#### EXERCISE MATERIALS
* * * * * * *

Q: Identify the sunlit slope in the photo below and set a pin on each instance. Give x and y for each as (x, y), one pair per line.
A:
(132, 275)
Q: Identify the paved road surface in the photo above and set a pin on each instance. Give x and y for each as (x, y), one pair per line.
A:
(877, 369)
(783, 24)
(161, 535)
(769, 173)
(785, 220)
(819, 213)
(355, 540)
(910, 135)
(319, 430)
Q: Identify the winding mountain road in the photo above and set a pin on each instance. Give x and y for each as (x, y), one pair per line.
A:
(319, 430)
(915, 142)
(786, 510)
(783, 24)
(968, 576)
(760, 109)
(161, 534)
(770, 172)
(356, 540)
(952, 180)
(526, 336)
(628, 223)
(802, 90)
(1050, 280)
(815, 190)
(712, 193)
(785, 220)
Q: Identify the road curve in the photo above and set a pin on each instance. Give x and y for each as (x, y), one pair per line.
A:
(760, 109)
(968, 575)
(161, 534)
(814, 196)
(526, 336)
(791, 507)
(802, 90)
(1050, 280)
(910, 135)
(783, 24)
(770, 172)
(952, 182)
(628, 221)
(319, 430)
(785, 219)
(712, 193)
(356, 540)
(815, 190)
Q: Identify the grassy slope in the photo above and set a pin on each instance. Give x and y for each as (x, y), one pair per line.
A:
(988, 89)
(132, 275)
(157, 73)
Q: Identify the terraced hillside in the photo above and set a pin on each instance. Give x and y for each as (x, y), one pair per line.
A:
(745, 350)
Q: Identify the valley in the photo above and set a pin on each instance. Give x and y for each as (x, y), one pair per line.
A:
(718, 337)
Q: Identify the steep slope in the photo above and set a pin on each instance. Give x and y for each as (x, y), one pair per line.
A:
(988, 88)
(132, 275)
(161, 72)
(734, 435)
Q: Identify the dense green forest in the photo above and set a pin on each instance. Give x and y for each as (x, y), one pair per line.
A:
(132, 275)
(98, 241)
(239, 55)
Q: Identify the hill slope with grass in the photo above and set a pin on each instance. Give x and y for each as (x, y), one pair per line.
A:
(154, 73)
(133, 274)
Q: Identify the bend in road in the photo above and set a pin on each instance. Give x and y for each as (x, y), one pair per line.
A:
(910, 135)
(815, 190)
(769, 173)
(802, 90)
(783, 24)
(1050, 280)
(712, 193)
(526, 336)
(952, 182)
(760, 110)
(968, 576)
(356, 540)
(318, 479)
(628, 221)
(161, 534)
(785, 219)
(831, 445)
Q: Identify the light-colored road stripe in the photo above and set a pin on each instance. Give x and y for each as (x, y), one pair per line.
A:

* * * * * * *

#### AIM
Please rewrite all the entries above, changing each "set a pin" to "place a marker" and leaving everything else untouched.

#### WRITTEN SOLUTION
Q: Identify the sunlit slope in the photo below and place a marker on each instance. Give x and y for each as (x, y), one pair per line.
A:
(132, 275)
Q: Identify the paved road surface in the photo above and place a marker on each instance. Give x and y for each as (x, y), one pair per line.
A:
(877, 369)
(783, 24)
(161, 535)
(769, 173)
(785, 220)
(819, 213)
(355, 540)
(910, 135)
(319, 430)
Q: Identify the winding mountain road in the photo above and place a marker on each instance. Give x and y for each as (x, y), one pair per line.
A:
(319, 430)
(915, 142)
(786, 510)
(783, 24)
(968, 576)
(760, 109)
(161, 534)
(770, 172)
(356, 540)
(952, 180)
(526, 336)
(628, 223)
(802, 90)
(1050, 280)
(815, 190)
(712, 193)
(785, 220)
Q: Identify the road curve in the photo above and place a marker on each instance. Give x and y for each as (x, y), one pair per line.
A:
(760, 109)
(968, 575)
(161, 534)
(814, 196)
(526, 336)
(791, 507)
(802, 90)
(1050, 280)
(910, 135)
(783, 24)
(770, 172)
(952, 182)
(628, 221)
(319, 430)
(785, 219)
(712, 193)
(356, 540)
(815, 190)
Q: Identify the grassy slope in the photo above and place a marker on each instance. Give x and y for each as (x, y), one pair per line.
A:
(988, 89)
(132, 275)
(157, 73)
Q: Identify the terraced hillside in the photo above and place a marker on each instance. Give x and y for each as (x, y), one pair per line.
A:
(745, 350)
Q: Identify the valley in the photo above and place a marker on each instance. Give x and y for each as (x, y), one pair per line.
A:
(718, 337)
Q: Identify the steep slope in the photo above and place a marker on each instance. Give x and y for each as (x, y), one pair per line.
A:
(988, 88)
(132, 275)
(161, 72)
(734, 435)
Q: Identify the dense green forest in the photo above and place a marker on each instance. Give x and y for each as (x, y), one pair per line.
A:
(132, 275)
(98, 241)
(239, 55)
Q: Identify the hill slope with grass in the photo above and place a marker on each instance. Give x and y for each as (x, y), one pair per line.
A:
(154, 73)
(133, 274)
Q: Identify the bend in road in the photo above and place a marker on each instance. Give x and y for each as (x, y), one pair per line.
A:
(910, 135)
(815, 190)
(769, 173)
(802, 90)
(783, 24)
(1050, 280)
(712, 193)
(526, 336)
(952, 182)
(760, 110)
(968, 576)
(356, 540)
(318, 479)
(628, 221)
(161, 534)
(785, 219)
(831, 445)
Q: Identify the light-colored road stripe in the photo above and place a marker on each instance. Give x and y for each as (x, y), one pair per line.
A:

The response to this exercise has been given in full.